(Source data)
§ §

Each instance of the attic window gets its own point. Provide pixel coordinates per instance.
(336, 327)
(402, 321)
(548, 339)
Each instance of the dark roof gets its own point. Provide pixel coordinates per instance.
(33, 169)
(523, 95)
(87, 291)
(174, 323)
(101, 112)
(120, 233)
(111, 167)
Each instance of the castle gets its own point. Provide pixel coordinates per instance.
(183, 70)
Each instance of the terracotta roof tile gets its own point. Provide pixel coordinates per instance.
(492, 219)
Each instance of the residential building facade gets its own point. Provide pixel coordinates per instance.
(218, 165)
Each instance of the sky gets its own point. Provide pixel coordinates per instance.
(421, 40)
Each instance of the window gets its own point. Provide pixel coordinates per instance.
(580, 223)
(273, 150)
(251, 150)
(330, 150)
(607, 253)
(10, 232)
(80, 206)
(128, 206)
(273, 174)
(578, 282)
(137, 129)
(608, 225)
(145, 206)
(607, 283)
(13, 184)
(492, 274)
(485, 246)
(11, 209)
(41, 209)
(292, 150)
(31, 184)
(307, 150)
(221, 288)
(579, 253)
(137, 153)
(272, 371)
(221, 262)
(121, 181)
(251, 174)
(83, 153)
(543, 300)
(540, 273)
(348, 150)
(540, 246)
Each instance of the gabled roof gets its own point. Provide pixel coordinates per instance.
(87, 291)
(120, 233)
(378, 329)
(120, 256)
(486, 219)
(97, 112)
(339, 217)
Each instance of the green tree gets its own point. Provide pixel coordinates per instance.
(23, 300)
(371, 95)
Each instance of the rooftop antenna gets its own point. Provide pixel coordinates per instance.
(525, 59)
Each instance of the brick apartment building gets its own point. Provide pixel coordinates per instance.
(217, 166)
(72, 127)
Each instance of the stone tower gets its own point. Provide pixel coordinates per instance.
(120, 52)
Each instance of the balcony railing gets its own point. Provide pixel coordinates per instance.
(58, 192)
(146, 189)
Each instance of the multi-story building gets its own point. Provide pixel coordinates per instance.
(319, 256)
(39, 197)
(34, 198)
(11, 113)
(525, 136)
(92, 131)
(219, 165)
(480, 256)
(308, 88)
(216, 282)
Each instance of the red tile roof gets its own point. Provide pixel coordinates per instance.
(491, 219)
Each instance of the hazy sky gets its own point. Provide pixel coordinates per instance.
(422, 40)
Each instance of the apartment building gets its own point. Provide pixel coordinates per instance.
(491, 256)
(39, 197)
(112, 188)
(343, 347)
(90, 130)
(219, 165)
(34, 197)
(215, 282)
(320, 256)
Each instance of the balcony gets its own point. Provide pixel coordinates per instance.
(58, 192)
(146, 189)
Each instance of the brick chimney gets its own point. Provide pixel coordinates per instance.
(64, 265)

§ §

Extract, unchanged, the closing run of lines that opens with the line containing "Each instance of the hazy" and ends with the last line.

Each instance of the hazy sky gets its own point. Provide pixel coordinates per instance.
(422, 40)
Each instance of the apartment building gets its own point. Provide pixel coordinates per instance.
(491, 256)
(39, 197)
(112, 188)
(343, 347)
(90, 130)
(219, 165)
(34, 197)
(215, 282)
(320, 256)
Each instance of the balcony gets its own point. Provide pixel coordinates per instance.
(58, 192)
(146, 189)
Each instance of the brick chimney gets its own point. Provide pixel coordinates per instance.
(64, 265)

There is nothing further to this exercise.